TASK REQUIREMENTS ▸
Make an exact transcription of the material, leaving out all images.

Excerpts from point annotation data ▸

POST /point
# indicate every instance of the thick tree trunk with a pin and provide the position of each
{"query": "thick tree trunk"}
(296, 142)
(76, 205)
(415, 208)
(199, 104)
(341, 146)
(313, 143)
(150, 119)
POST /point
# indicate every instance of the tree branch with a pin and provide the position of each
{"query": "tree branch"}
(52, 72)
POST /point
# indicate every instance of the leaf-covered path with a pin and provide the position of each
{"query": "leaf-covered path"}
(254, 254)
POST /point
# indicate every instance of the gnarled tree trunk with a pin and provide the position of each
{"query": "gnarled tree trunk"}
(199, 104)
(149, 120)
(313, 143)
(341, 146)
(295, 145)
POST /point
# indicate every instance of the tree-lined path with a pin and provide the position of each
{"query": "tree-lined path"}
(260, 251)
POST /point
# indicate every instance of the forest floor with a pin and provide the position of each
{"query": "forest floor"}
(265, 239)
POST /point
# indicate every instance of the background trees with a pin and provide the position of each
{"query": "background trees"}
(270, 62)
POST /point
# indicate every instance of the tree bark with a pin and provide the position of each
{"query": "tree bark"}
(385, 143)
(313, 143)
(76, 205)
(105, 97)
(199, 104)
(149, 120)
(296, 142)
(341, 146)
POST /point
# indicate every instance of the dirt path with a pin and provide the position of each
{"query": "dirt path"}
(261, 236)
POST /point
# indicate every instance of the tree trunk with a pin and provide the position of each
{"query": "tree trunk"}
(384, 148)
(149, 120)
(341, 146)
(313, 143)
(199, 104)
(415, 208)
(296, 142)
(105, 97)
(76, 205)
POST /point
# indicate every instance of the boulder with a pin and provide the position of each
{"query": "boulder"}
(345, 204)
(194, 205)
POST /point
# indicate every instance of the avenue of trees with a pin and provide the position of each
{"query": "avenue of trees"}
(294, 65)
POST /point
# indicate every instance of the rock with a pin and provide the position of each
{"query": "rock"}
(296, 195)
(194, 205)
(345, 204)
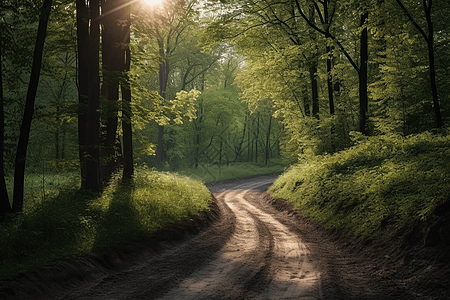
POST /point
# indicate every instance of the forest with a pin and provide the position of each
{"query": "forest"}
(353, 95)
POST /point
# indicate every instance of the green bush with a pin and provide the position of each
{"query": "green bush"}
(383, 182)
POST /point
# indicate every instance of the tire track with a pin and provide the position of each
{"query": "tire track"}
(262, 260)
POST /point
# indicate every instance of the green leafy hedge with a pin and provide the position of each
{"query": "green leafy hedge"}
(382, 182)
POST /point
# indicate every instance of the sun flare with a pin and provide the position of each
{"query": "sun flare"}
(153, 2)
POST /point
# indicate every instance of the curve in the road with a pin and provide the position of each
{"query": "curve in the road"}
(262, 260)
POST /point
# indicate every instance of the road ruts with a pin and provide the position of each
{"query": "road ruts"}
(263, 259)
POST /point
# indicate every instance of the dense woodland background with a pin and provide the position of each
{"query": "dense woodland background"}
(90, 87)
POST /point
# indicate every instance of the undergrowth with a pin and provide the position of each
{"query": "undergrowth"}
(73, 223)
(382, 183)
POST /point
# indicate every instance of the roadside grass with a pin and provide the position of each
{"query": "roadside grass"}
(71, 222)
(210, 173)
(382, 183)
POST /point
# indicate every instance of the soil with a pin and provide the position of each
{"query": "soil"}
(251, 246)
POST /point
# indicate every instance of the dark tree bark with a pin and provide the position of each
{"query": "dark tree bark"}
(363, 96)
(268, 139)
(330, 79)
(256, 139)
(83, 83)
(128, 168)
(314, 89)
(362, 69)
(93, 172)
(21, 154)
(427, 5)
(239, 148)
(113, 60)
(163, 78)
(5, 206)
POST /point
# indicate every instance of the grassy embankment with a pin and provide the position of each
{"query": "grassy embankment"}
(69, 223)
(382, 183)
(59, 221)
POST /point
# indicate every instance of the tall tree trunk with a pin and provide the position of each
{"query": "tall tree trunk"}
(256, 140)
(113, 63)
(314, 88)
(21, 154)
(5, 206)
(329, 50)
(363, 95)
(238, 150)
(83, 83)
(430, 42)
(128, 168)
(268, 139)
(93, 172)
(163, 78)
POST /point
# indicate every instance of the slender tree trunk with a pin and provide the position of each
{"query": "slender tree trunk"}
(83, 83)
(268, 139)
(238, 151)
(5, 206)
(256, 140)
(330, 79)
(113, 60)
(363, 95)
(430, 42)
(128, 164)
(163, 78)
(314, 88)
(21, 154)
(93, 172)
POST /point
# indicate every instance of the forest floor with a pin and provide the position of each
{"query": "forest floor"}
(248, 246)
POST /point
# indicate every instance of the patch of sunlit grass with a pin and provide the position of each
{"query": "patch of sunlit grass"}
(73, 223)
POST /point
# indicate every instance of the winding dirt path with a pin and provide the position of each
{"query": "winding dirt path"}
(263, 259)
(256, 248)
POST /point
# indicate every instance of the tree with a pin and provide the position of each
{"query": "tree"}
(19, 171)
(165, 27)
(83, 83)
(5, 206)
(429, 39)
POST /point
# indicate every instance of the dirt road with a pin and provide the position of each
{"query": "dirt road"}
(256, 248)
(247, 254)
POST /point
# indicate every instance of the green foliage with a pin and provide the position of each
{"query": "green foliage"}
(212, 173)
(380, 183)
(71, 223)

RESPONSE TO THE EXERCISE ▸
POST /point
# indicate every instance of the thick tree trunk with a pin and provide the position of each
{"query": "thick tree trunk"}
(296, 142)
(76, 205)
(415, 208)
(199, 104)
(341, 146)
(313, 143)
(150, 119)
POST /point
# indicate every instance of the tree branch with a pin and provide the position of each
{"query": "tree branch"}
(52, 72)
POST /point
# indicate every instance of the leaf-covered path with a pin and provide the position of each
{"query": "leaf-covered path"}
(254, 254)
POST /point
# indicate every instance of the gnarled tree trunk with a pin and provide the position of each
{"query": "gnarled tree trunk"}
(199, 104)
(149, 120)
(313, 143)
(341, 146)
(295, 145)
POST /point
# indicate every instance of the tree-lined path with a pin and provide the position of each
{"query": "tree-lined path"}
(260, 251)
POST /point
# indicate every instance of the forest floor with a pin and provide the position of each
{"query": "forest floor"}
(265, 239)
POST /point
# indicate every instance of the background trees with a pin and provide the position of each
{"query": "background trees"}
(270, 62)
POST /point
# indicate every instance of the tree bark with a pin and provide the position of each
{"query": "tree bark"}
(385, 143)
(313, 143)
(76, 205)
(105, 97)
(199, 104)
(149, 120)
(296, 142)
(341, 146)
POST /point
# indicate every instance of the dirt path with a pin and provide the position of each
{"query": "dirt path"}
(261, 236)
POST /point
# indicate every instance of the tree trunk with a pin and provide the position of each
{"query": "tree trunk"}
(384, 148)
(149, 120)
(341, 146)
(313, 143)
(199, 104)
(415, 208)
(296, 142)
(105, 97)
(76, 205)
POST /point
# indicate every instance of the boulder with a pin and provide the position of each
{"query": "boulder"}
(345, 204)
(194, 205)
POST /point
# indicate every instance of the avenue of trees with a pin and provide the position of each
{"query": "avenue of trees"}
(294, 65)
POST /point
# indicate every instance of the rock with a pin and provide the position of each
{"query": "rock"}
(296, 195)
(194, 205)
(345, 204)
POST /point
# indicate every instance of the forest with a pin and provide the position of each
{"query": "forest"}
(353, 95)
POST /point
# indicate every instance of the green bush with a pin and provide the position of each
{"query": "green bush"}
(383, 182)
POST /point
# indicate every instance of the tire track with a pin and provide the position of each
{"query": "tire track"}
(262, 260)
POST /point
# indicate every instance of the green leafy hedge with a pin and provide the position of each
{"query": "green leafy hedge"}
(382, 182)
POST /point
# indicate every instance of the sun flare with a pin and provide the position of each
{"query": "sun flare"}
(153, 2)
POST /point
# indicate every instance of the curve in the road with a pin and provide the position of each
{"query": "curve in the road"}
(262, 260)
POST /point
# indicate every instance of the road ruts with a pin and provide the position of each
{"query": "road ruts"}
(263, 259)
POST /point
# indicate every instance of the dense woodland background with a pin and provide the position of each
{"query": "dense woodland background"}
(90, 87)
POST /point
# indicate every instance of the undergrowth with a pin and provide the position of each
{"query": "undergrowth"}
(73, 223)
(382, 183)
POST /point
# indicate every instance of the roadside grass with a pin and provide the position of each
{"query": "roadside grass"}
(71, 222)
(210, 173)
(382, 183)
POST /point
# indicate every instance of the soil with a pin and provide the position of each
{"query": "soil"}
(251, 246)
POST /point
# indicate every instance of the dark tree bark with a pin and provide the position of each
{"query": "dark tree bark"}
(363, 96)
(268, 139)
(330, 79)
(256, 139)
(83, 83)
(128, 168)
(314, 89)
(362, 69)
(93, 172)
(21, 154)
(427, 5)
(239, 148)
(113, 60)
(163, 78)
(5, 206)
POST /point
# indicate every instance of the grassy embankment with a pin and provide the position of each
{"query": "grassy embankment"}
(69, 223)
(382, 183)
(59, 221)
POST /point
# indicate every instance of the tall tree trunk with a pin and provide the position of each
{"query": "tall tree trunk"}
(256, 140)
(113, 63)
(314, 88)
(21, 154)
(5, 206)
(329, 50)
(363, 95)
(238, 150)
(83, 83)
(430, 42)
(128, 168)
(268, 139)
(93, 172)
(163, 78)
POST /point
# indicate every instance of the slender tree trunk with a pin and provide the position of each
{"query": "slender tree trunk"}
(83, 83)
(268, 139)
(238, 151)
(5, 206)
(256, 140)
(330, 79)
(113, 60)
(363, 95)
(430, 42)
(128, 164)
(163, 78)
(314, 88)
(21, 154)
(93, 172)
POST /point
# indicate every instance of the forest floor with a pin and provide the position of each
{"query": "forest floor"}
(248, 246)
POST /point
# indicate every instance of the patch of sunlit grass with a pin and provide the position of each
{"query": "patch of sunlit grass"}
(73, 223)
POST /point
# indicate every instance of the winding dirt path with a pin and provide the position of each
{"query": "winding dirt path"}
(263, 259)
(256, 248)
POST /point
# indicate every instance of the tree with a pin and provide the position of each
{"query": "tree"}
(19, 171)
(165, 27)
(83, 83)
(5, 206)
(429, 39)
POST /point
# indicate every instance of the dirt road with a pin and provide the position of each
{"query": "dirt road"}
(256, 248)
(247, 254)
POST /point
# indicate every instance of the green foliage with a pin and provide the position of each
{"query": "green foliage"}
(212, 173)
(380, 183)
(71, 223)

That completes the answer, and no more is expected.